▶ Challenge: Give every line of the material again, exactly as written.

======== Records supplied

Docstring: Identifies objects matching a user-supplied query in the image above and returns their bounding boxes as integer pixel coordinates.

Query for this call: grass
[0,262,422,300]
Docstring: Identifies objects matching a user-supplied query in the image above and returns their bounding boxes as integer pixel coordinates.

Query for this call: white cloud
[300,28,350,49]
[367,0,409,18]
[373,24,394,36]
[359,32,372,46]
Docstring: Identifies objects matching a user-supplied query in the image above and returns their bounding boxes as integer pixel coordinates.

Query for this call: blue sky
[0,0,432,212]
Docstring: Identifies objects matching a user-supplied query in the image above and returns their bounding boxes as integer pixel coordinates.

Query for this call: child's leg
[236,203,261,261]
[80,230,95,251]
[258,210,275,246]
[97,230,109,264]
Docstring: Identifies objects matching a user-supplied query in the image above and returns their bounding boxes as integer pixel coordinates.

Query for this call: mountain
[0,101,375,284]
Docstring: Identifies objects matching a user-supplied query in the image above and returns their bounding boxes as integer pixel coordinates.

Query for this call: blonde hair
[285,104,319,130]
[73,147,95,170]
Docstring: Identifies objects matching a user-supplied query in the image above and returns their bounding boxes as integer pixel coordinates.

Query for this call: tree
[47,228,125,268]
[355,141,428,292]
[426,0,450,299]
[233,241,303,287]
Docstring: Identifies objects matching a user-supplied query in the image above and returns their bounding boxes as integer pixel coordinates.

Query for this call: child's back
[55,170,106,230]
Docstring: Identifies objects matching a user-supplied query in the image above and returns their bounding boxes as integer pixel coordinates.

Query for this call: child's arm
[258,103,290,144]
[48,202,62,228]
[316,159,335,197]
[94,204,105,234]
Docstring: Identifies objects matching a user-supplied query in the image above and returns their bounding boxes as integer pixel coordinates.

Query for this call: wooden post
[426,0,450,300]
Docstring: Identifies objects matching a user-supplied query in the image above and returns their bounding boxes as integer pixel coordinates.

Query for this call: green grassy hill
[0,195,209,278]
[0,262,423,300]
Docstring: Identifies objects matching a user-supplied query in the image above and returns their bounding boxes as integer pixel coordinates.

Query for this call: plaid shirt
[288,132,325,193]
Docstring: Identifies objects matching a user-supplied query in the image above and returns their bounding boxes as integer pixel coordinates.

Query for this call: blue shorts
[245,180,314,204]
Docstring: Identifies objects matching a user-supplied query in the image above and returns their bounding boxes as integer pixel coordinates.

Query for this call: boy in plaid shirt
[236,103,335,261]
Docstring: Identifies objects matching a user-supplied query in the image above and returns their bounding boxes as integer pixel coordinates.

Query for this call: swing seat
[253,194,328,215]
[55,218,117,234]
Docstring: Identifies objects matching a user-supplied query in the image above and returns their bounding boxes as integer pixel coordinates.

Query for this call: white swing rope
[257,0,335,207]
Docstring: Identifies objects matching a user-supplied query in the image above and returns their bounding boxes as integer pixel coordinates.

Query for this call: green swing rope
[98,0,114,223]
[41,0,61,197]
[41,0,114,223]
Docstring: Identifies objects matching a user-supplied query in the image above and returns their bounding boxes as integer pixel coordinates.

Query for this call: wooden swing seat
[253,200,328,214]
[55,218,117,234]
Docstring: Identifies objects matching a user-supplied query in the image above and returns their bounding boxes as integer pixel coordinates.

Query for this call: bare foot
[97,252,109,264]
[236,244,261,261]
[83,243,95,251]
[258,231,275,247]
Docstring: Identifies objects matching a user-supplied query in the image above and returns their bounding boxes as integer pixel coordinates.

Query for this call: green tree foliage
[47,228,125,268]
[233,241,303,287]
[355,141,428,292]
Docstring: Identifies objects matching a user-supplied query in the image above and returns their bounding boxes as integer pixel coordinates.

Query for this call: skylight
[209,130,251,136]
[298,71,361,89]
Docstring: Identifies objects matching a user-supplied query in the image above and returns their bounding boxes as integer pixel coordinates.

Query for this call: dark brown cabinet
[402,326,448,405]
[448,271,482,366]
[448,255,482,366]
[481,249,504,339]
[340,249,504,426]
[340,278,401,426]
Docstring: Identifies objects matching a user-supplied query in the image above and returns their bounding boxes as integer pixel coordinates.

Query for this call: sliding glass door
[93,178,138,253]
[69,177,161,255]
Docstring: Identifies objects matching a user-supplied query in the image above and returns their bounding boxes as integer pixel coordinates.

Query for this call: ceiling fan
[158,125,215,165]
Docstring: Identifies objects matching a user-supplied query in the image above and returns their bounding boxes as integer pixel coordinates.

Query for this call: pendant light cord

================

▶ Written solution:
Docstring: Identifies objects matching a user-supplied query in the image above and returns their bounding boxes as integer pixel coordinates.

Query for this call: grass
[0,262,422,300]
Docstring: Identifies objects matching a user-supplied query in the image above and returns their bounding boxes as integer pixel coordinates.

Query for this call: white cloud
[300,28,350,49]
[367,0,409,18]
[373,24,394,36]
[359,32,372,46]
Docstring: Identifies objects matching a user-supplied query in the image above and returns their bounding boxes as integer pixel coordinates.

Query for this call: blue sky
[0,0,432,212]
Docstring: Identifies objects matching a user-supplied query in the image above and returns their bounding boxes as integer pixel coordinates.

Query for this call: child's leg
[236,203,261,261]
[80,230,95,251]
[258,210,275,246]
[97,230,109,264]
Docstring: Identifies objects matching a user-supplied query in the image above and returns their bounding boxes as integer pixel coordinates.

Query for this call: mountain
[0,101,375,284]
Docstring: Identifies objects matching a user-supplied query in the image above and returns their bounding boxes as integer pixel coordinates.

Query for this call: blonde hair
[285,104,319,130]
[73,147,95,170]
Docstring: Identifies objects matching a user-supplied query in the image above and returns their bounding boxes as integer pixel coordinates.

Query for this call: tree
[47,228,125,268]
[355,141,428,292]
[426,0,450,299]
[233,241,303,287]
Docstring: Identifies objects matching a user-supplied query in the image above and returns their bounding boxes as integer pixel coordinates.

Query for this call: child's back
[55,170,106,230]
Docstring: Identifies objects matching a user-supplied query in the image above and returns their bounding boxes as integer pixel coordinates.

Query for this call: child's arm
[258,103,290,144]
[48,202,62,228]
[316,159,335,197]
[94,204,105,234]
Docstring: Identifies objects matching a user-supplied query in the image above and returns their bounding boxes as integer pixel coordinates.

Query for this call: wooden post
[426,0,450,300]
Docstring: Identifies objects matching a user-supplied query in the image above and returns their bounding boxes as integer pixel coordinates.

Query for this call: green grassy hill
[0,195,209,278]
[0,262,423,300]
Docstring: Identifies objects matching a user-supplied query in the image above and returns their bounding boxes as integer pixel coordinates.

Query for this call: plaid shirt
[288,132,325,193]
Docstring: Identifies objects matching a user-supplied query in the image above and returns their bounding boxes as integer pixel coordinates.

Query for this call: blue shorts
[245,180,314,204]
Docstring: Identifies objects matching a user-supplied query in the image above and returns their bounding boxes as integer pixel coordinates.

Query for this call: boy in plaid shirt
[236,103,335,261]
Docstring: Identifies objects matching a user-supplied query in the image above and returns their bounding boxes as integer pixel coordinates.

Query for this call: swing seat
[253,194,328,215]
[55,218,117,234]
Docstring: Identifies objects matching a user-supplied query in the image above and returns their bounding boxes as integer pixel coordinates.

Query for this call: white swing rope
[257,0,335,207]
Docstring: Identifies objects matching a user-supplied query in the image above and returns their bounding boxes as integer pixel coordinates.

Query for this call: green swing rope
[98,0,114,223]
[41,0,61,197]
[41,0,114,223]
Docstring: Identifies objects matching a user-supplied query in the image above and returns their bounding boxes as integer pixel coordinates.

Query for this call: wooden swing seat
[253,200,328,214]
[55,218,117,234]
Docstring: Identifies objects matching a user-supplied query in the image above and returns their bounding boxes as integer pixel coordinates.

Query for this call: bare foot
[97,252,109,264]
[236,244,261,261]
[83,243,95,251]
[258,231,275,247]
Docstring: Identifies objects matching a user-supplied query in the image above and returns their bounding boxes as integer pixel coordinates.

Query for this call: green tree foliage
[47,228,125,268]
[233,241,303,287]
[355,141,428,292]
Docstring: Identifies objects matching a user-supplied query in the image above and returns their bounding boxes as integer pixel coordinates.

Query for this call: skylight
[209,130,251,136]
[298,71,361,89]
Docstring: Identifies objects matching a user-supplied query in the image above and returns their bounding boxes as integer pixel coordinates.

Query for this call: dark brown cabinet
[402,326,448,405]
[448,271,482,366]
[448,255,482,366]
[481,249,504,339]
[340,249,504,426]
[340,278,401,426]
Docstring: Identifies objects matching a user-supplied query in the image above and returns their bounding boxes as integer pixel coordinates.

Query for this call: sliding glass door
[93,178,138,253]
[69,177,161,255]
Docstring: Identifies objects matching a user-supplied query in the image above and returns their bounding boxes as integer pixel coordinates.

Query for this call: ceiling fan
[158,125,215,165]
Docstring: Identifies objects matching a user-supplied query in the image above and returns their bounding boxes as integer pixel coordinates.

Query for this call: pendant light cord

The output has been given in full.